Material to process
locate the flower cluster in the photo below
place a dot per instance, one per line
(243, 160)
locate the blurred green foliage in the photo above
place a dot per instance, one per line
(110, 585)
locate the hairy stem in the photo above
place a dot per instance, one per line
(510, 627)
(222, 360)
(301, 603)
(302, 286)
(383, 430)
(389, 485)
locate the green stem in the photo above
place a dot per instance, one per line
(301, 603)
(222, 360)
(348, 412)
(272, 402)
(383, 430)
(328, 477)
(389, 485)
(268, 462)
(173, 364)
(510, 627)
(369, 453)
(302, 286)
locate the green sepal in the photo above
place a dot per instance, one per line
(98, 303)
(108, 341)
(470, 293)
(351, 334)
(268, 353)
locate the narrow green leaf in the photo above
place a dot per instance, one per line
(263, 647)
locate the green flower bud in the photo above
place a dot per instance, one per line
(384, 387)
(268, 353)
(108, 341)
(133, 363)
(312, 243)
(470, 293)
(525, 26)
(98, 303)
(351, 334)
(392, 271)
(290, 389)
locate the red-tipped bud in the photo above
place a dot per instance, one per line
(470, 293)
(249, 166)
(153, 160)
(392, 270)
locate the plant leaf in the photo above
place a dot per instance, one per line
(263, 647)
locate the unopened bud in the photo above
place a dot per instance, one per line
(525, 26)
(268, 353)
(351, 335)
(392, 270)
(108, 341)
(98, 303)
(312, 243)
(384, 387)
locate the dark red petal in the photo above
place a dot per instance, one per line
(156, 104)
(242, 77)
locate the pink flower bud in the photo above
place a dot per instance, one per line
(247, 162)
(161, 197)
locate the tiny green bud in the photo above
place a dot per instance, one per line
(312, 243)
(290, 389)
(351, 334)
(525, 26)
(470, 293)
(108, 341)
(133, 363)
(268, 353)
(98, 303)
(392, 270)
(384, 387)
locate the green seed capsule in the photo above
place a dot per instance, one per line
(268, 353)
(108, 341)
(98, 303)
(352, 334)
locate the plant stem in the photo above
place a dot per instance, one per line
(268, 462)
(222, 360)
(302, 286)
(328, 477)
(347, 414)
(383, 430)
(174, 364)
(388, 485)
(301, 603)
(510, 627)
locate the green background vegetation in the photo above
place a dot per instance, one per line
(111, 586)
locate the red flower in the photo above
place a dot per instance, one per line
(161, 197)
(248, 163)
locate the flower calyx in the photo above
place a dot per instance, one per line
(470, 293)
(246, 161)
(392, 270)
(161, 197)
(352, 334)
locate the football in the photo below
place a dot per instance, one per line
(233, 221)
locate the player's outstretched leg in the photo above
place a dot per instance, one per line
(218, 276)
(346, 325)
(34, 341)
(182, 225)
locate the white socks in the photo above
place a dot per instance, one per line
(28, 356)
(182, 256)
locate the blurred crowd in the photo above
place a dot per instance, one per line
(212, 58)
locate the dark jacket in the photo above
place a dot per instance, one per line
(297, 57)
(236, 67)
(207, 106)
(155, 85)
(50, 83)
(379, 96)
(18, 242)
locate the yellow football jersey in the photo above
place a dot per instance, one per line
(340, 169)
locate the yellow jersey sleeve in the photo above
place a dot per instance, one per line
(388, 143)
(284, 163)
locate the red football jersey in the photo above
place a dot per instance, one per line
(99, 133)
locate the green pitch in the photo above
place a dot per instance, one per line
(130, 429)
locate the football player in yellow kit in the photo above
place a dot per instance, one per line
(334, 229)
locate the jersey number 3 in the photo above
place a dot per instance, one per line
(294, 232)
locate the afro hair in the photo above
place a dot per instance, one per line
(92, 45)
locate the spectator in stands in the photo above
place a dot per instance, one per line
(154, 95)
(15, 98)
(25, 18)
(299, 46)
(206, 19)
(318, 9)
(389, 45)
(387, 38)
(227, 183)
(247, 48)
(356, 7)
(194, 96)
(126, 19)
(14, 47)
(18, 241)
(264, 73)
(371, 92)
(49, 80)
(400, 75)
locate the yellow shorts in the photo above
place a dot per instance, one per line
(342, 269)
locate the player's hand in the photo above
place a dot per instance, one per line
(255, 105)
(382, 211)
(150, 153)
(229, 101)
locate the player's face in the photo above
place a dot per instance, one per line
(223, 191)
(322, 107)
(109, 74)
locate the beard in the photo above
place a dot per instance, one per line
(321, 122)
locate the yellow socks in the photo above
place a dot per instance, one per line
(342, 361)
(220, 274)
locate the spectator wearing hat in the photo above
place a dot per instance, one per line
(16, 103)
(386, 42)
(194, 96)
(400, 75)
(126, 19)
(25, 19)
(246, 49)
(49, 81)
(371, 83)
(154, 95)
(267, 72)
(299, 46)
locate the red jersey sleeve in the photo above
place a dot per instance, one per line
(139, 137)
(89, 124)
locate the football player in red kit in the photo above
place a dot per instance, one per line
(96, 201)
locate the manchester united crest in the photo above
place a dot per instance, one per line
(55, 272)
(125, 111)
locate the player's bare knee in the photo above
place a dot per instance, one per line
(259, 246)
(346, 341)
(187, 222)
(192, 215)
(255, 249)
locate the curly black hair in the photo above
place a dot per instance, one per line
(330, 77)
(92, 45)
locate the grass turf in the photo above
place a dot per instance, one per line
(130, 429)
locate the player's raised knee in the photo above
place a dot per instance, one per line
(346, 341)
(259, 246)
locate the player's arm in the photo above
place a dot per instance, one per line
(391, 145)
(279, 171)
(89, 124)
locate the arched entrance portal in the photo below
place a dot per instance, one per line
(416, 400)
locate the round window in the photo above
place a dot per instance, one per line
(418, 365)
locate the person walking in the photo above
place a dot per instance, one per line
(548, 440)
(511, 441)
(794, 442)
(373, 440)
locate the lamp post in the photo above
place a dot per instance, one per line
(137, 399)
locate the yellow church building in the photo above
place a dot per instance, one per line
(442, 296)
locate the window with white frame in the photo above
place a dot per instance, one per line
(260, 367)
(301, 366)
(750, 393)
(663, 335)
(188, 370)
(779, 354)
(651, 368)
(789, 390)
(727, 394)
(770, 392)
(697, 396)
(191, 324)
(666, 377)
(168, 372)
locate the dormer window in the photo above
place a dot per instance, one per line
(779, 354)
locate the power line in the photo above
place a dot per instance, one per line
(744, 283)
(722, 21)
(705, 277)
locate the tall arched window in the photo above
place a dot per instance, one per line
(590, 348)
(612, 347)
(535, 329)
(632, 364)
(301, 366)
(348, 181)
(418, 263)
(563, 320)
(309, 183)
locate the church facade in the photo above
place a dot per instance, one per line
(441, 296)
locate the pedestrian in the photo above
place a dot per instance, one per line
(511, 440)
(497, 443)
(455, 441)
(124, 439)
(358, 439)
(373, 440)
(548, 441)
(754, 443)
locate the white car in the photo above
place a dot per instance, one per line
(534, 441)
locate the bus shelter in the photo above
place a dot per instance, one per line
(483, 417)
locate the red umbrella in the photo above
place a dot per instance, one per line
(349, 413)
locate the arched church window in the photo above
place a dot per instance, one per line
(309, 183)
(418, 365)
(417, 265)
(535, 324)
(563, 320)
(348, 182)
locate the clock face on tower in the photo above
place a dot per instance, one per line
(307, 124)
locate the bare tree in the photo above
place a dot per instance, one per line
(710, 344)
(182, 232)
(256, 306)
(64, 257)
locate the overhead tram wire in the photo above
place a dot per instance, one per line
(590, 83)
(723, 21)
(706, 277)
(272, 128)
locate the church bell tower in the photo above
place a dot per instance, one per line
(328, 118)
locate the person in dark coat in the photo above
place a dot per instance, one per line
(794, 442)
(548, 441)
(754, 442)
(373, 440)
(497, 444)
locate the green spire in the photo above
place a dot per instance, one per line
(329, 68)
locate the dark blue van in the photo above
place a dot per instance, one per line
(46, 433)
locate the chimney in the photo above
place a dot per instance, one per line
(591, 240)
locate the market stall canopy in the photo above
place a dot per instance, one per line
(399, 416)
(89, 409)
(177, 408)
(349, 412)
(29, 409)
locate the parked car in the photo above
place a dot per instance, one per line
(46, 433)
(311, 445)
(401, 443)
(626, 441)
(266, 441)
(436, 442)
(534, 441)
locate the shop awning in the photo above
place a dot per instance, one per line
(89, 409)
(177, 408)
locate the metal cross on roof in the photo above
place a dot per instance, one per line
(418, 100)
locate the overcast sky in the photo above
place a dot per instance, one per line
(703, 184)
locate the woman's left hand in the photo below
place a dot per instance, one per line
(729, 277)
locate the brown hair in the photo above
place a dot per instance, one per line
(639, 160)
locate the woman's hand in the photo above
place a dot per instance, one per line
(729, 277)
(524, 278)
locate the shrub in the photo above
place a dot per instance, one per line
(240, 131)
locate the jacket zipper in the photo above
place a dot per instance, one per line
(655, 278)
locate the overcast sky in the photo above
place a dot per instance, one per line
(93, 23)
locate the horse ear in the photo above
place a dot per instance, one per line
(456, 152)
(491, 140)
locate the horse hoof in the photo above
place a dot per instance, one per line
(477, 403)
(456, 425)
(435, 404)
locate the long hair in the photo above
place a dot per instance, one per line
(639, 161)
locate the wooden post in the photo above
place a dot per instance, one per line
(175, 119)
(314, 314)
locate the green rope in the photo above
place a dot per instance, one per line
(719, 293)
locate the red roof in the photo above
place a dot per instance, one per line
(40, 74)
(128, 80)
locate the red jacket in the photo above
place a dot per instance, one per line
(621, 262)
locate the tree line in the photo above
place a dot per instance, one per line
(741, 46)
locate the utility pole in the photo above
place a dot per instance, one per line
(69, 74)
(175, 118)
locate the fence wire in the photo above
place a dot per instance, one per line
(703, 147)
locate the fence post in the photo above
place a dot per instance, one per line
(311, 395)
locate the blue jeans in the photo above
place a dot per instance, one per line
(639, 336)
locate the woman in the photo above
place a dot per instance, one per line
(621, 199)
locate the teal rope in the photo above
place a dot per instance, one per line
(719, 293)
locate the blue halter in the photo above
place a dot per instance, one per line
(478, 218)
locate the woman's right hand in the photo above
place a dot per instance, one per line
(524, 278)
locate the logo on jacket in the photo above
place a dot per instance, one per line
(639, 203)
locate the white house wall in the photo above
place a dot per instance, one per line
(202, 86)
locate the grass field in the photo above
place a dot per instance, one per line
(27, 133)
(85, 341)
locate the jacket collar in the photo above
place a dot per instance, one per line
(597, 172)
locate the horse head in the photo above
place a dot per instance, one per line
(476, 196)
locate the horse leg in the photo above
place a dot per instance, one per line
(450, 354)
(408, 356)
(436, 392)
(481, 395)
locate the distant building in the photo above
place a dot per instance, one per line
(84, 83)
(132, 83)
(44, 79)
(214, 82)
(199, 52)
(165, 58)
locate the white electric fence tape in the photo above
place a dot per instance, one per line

Given request
Write the lines out verbatim, from the one with "locate the grass field in the photo above" through the last line of the entries, and stop there.

Solution for this exercise
locate the grass field in the photo above
place a dot per instance, one per line
(27, 133)
(85, 341)
locate the jacket collar in the photo above
place a dot per instance, one per line
(597, 172)
locate the horse head in the photo above
place a dot per instance, one per line
(476, 196)
locate the horse leg in the photo above
place a dot per instance, one per line
(450, 354)
(408, 356)
(436, 392)
(481, 395)
locate the distant building in the photo above
place a dot per instance, one per line
(84, 83)
(132, 83)
(44, 79)
(214, 82)
(199, 52)
(165, 58)
locate the white electric fence tape in the photo above
place a dot per instance, one per line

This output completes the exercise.